§ EXERCISE DESCRIPTION: Line count for the string "every": state how many lines in the records below hold it, giving only the number.

*** MATERIAL FOR THIS EXERCISE ***

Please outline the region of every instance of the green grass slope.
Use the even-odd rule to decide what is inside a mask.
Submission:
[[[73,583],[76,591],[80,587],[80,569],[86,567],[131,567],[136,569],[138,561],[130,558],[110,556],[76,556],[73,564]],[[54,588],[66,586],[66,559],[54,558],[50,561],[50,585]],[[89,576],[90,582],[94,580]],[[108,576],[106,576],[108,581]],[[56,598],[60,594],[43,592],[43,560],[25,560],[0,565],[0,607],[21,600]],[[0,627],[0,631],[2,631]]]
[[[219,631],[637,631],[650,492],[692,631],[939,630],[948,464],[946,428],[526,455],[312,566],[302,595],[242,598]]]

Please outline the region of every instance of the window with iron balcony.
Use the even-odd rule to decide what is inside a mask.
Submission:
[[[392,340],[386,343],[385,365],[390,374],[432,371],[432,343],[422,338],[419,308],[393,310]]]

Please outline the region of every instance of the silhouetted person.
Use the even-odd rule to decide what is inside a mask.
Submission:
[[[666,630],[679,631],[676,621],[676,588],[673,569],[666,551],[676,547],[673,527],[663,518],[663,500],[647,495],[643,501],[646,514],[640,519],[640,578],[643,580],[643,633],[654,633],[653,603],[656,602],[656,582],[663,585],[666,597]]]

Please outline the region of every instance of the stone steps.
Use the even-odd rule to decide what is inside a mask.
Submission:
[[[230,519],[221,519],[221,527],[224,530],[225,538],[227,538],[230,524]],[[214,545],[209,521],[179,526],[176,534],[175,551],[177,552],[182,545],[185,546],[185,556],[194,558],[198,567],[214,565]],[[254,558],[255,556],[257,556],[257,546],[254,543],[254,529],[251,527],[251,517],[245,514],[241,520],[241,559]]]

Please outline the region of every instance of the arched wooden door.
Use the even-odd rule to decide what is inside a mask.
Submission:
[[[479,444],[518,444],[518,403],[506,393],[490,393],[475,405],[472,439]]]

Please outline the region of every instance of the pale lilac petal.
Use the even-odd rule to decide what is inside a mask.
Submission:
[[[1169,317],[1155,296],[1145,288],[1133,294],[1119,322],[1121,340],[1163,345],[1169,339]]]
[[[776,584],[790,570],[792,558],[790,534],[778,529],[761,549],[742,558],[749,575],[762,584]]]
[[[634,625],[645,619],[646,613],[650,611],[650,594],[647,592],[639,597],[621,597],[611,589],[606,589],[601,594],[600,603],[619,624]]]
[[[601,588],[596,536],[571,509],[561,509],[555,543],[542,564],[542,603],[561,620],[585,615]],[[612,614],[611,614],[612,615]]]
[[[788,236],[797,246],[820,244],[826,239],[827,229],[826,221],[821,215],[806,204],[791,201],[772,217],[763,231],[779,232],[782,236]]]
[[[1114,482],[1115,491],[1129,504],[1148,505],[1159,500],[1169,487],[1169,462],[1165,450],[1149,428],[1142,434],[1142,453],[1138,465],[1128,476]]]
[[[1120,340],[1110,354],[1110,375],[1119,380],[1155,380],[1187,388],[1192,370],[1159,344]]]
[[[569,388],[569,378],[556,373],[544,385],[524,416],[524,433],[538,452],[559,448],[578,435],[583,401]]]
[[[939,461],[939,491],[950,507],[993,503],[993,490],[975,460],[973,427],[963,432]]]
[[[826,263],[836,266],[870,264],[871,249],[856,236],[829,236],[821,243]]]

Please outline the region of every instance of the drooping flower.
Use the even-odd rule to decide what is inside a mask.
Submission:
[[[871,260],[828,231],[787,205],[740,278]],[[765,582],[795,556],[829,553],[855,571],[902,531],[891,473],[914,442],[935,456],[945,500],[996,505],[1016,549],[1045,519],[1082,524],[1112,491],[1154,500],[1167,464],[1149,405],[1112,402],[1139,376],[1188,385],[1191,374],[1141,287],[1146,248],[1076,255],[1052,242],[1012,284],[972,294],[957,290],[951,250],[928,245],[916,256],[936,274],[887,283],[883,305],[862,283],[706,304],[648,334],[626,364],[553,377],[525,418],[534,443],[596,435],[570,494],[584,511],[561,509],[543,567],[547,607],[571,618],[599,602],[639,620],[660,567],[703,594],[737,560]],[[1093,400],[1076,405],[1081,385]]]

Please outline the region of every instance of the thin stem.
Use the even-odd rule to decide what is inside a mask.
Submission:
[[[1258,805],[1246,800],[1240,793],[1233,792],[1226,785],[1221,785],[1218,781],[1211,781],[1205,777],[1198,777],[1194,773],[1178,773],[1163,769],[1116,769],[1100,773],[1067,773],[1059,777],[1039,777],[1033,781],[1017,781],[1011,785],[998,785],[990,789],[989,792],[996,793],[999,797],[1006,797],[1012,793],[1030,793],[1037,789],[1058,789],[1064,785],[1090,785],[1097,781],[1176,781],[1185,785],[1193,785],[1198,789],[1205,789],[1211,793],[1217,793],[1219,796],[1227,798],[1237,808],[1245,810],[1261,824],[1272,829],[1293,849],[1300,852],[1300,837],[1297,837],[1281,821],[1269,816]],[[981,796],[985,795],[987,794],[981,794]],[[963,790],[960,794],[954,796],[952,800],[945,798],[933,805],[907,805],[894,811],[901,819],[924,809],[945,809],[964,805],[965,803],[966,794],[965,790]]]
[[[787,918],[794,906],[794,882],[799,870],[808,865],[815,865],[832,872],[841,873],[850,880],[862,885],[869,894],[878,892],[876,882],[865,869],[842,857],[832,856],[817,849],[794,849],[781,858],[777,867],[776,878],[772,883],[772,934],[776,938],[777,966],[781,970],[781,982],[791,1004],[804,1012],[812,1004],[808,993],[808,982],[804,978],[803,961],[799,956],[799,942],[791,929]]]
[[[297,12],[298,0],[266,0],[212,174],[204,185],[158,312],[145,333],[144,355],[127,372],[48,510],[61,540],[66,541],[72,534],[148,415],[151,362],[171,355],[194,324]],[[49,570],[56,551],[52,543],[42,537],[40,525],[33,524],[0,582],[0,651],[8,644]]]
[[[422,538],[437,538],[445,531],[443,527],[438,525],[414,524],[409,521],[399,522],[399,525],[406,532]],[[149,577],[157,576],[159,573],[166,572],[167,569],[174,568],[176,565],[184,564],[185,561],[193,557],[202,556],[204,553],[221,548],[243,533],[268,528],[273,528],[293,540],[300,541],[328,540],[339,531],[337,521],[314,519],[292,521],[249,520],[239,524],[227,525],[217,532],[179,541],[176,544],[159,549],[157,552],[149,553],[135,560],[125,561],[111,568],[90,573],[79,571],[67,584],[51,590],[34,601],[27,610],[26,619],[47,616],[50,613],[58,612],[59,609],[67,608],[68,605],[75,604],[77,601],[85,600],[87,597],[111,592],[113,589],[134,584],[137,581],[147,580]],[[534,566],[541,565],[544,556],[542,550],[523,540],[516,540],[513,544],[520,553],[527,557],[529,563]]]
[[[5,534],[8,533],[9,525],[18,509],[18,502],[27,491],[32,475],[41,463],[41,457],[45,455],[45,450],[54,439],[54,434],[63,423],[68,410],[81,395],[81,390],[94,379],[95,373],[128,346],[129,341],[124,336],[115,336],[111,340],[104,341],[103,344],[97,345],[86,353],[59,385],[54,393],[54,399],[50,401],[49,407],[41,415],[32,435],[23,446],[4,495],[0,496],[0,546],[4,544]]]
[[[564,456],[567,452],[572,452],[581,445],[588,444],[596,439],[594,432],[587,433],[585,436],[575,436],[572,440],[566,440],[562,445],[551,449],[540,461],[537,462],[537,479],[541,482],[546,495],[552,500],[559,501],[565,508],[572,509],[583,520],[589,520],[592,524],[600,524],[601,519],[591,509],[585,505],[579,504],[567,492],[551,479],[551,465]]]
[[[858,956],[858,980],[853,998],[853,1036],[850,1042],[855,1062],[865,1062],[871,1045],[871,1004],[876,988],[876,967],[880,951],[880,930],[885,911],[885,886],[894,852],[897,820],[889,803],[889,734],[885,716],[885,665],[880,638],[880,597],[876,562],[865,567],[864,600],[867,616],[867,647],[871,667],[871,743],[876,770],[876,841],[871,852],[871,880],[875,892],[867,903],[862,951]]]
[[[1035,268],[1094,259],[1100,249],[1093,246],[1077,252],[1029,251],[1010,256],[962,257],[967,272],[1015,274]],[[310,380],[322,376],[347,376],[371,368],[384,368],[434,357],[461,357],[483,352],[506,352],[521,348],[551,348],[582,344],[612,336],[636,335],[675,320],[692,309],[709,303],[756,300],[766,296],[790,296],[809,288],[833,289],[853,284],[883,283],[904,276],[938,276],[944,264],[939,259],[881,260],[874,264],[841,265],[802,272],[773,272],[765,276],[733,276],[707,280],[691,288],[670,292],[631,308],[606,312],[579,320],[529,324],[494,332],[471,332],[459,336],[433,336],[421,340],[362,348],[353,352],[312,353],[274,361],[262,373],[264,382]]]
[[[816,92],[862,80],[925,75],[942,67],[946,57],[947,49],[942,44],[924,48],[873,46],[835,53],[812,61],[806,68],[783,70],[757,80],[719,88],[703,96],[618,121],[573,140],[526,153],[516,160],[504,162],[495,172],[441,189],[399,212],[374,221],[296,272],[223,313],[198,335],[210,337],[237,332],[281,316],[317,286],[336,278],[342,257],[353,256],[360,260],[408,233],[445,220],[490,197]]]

*** End of MATERIAL FOR THIS EXERCISE ***

§ RESULT BELOW: 8